* [Information shown]:
↓
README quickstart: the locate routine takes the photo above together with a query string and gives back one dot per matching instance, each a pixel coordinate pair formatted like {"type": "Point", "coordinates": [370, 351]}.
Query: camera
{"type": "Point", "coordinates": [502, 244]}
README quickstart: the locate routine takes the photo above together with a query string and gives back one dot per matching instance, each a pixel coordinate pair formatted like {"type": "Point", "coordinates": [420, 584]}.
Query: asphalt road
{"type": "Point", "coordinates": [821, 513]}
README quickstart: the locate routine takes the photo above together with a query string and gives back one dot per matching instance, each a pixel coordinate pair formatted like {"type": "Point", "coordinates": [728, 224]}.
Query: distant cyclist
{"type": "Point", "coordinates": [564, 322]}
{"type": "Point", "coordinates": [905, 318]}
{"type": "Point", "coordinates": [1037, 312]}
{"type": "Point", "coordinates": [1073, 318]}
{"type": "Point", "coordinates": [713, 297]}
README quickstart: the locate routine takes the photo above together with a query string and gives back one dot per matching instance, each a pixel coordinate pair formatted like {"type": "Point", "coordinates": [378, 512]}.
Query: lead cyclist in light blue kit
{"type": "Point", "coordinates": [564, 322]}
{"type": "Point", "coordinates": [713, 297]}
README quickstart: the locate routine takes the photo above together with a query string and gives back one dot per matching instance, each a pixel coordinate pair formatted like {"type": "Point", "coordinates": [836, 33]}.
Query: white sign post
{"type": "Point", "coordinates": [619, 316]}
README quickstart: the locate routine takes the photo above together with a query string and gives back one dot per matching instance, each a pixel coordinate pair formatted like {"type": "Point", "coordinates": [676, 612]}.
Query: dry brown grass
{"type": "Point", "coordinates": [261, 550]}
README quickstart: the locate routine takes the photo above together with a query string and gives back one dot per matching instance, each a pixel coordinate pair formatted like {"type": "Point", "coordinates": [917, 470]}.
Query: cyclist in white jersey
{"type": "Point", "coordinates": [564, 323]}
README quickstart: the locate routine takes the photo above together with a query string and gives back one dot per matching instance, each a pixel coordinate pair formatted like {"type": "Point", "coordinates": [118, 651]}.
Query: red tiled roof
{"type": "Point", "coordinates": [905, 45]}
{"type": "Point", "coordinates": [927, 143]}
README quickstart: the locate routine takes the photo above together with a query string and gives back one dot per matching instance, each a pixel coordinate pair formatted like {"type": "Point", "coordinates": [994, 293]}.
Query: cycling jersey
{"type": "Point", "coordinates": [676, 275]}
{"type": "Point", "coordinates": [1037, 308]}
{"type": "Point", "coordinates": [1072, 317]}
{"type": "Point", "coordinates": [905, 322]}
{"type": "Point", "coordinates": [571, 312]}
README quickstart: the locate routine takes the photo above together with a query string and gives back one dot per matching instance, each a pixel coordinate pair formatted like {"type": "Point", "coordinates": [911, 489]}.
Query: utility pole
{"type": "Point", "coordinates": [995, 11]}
↑
* [Exercise requirements]:
Count the lines above that contain the string "jersey" and reply with only the number.

* [Written solution]:
2